----- Extrait

A Slava, Alexandr et Michal, mes partenaires des monts Khibiniy.
Depuis que l'Afrique saharienne se ferme aux voyageurs mécanisés, je suis à la recherche d'une destination de remplacement. Avec ses grands espaces, le plus vaste pays du monde, ses pistes réputées difficiles, la Russie me paraît une alternative à étudier. Mais sa langue et sa culture différentes, ses visas complexes, sa réputation, son passé soviétique, n'en font pas une destination évidente. Projetant d'aller jusqu'aux confins de la Sibérie, la péninsule de Kola, frontalière de l'espace Schengen, me paraissait à la fois suffisamment proche et difficile pour servir de test préalable. Encouragé par l'intérêt provoqué par ma recherche d'équipage "La Russie vers le cap Nord",
russie-vers-le-cap-nord-t6067.html"
je partage avec plaisir mon retour d'expérience.
Pour faciliter la description des difficulté des pistes, je vous propose une codification inspirée des pistes de ski.
Verte : 2 roues motrices.
Bleue : 4 roues motrices, pneus mixtes.
Rouge : 4 roues motrices, pneus tout-terrain, schnorkel.
Noire : 4 roues motrices, pneus tout-terrain, schnorkel, treuil ou tirfor, deux véhicules recommandés.
Ma préparation.
4 pneus BF Goodrich Mud-terrain KM1 neufs, spécialement stockés pour ce projet.
Autodébloquant Powertrax sur le pont arrière.
Schnorkel hauteur 1,7 m.
Tirfor 1600 kg, câble 20 m, 2 sangles, 2 plaques alu longueur 1,6 m.
150 l. gazole.
L'itinéraire russe de ce voyage peut se décomposer en trois parties.
Première partie.

----------
----- Données répertoriées

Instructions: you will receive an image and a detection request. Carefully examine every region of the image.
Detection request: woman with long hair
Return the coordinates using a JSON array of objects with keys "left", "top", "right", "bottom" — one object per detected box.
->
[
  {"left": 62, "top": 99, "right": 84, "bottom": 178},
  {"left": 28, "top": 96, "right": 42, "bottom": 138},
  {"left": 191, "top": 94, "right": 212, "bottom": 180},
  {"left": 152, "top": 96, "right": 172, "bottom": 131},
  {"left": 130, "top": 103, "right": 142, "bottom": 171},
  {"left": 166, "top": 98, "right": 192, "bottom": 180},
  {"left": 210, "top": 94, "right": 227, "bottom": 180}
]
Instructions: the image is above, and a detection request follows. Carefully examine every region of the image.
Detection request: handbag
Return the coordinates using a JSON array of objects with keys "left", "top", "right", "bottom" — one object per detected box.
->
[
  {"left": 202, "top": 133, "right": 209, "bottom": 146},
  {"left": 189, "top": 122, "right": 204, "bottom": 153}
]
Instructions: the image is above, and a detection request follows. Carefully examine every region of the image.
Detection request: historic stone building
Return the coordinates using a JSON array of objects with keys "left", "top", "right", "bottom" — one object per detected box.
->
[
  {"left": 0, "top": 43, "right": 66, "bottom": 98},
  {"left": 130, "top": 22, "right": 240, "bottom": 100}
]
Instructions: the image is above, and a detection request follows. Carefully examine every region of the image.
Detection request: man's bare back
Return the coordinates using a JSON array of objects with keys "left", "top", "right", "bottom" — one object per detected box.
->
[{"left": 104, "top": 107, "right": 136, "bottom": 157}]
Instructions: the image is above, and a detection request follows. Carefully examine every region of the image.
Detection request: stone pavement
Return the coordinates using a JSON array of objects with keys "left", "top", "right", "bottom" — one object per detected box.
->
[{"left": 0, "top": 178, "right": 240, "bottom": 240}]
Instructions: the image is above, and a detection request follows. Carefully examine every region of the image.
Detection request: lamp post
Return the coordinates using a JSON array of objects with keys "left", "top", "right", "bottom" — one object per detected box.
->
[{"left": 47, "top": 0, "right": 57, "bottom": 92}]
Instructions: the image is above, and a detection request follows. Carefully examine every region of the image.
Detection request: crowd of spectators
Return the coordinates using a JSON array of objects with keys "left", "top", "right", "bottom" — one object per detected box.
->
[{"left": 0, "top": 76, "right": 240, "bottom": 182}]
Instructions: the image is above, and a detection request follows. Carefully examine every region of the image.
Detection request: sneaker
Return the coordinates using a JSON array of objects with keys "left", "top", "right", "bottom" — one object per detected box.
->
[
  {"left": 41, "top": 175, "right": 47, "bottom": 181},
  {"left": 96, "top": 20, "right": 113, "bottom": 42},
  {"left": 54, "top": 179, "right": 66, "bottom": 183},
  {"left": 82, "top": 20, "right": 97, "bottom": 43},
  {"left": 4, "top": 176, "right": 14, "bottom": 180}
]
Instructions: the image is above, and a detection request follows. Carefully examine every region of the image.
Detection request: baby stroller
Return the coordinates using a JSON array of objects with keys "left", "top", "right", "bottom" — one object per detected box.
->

----------

▶ _Consignes de l'exercice_:
**1)** Citez les couleurs qui composent la codification des pistes proposée dans le récit de voyage en Russie.
**2)** Poursuivez le récit de voyage en Russie à partir de sa dernière ligne, « Première partie. »
Les données sont tirées d'une autre source.

▶ _Réponses de l'exercice_:
**1)** Verte, bleue, rouge et noire.

**2)**
Approche et visites touristiques. Pskov, Novgorod et surtout Saint-Petersbourg.
J01_ 918 km.
Départ de Vesoul, autoroute de Mulhouse jusqu'à Brück au sud de Berlin. Bivouac.
J02_ 1001 km.
Autoroute jusqu'à Varsovie. Les péages polonais acceptent les Euros et rendent la monnaie en zlotys. Le gazole est moins cher en dehors de l'autoroute, suivre les panneaux publicitaires. Route vers Augustow avec de nombreux contrôles radars dans les villages. Bivouac en Lituanie, à l'Ouest de Vilnius.
J03_ 523 km.
Photos du château-fort et du lac de Trakaï. Routes avec de nombreux chantiers de modernisation. Camping Ezermalas44 à Aluksne (Lettonie).

J04_ 383 km.
Courte et belle piste (verte) vers l'Estonie. Douane russe à Lahamma, durée 2 h. Tous les formulaires à remplir sont en russe. Préparer les brouillons avec les documents en anglais disponibles sur le site de l'ambassade russe en France. Photos de l'extérieur du Kremlin de Pskov,

visite du Kremlin de Novgorod.


Bivouac sur la rive de la Volkhov.
J05_ 180 km.
Piste courte mais éprouvante (verte) vers la M18. Visite des jardins du Palais de Tsarkoe Selo.


Route vers Saint-Petersbourg. Bivouac sur un parking gardé (3 euros) à côté du parc Ekateringhof et de la station de métro Narvaya.

J06_ 0 km.
Visites du Musée de l'Hermitage, du jardin d'été, promenade sur les canaux, église Saint-Isaac. Bivouac parking gardé.




J07_ 0 km.
Visites de l'église Saint-Sauveur par le sang, du musée Russe, de la forteresse Pierre et Paul, colonnade de l'église Saint-Isaac. Bivouac parking gardé.


J08_ 301 km.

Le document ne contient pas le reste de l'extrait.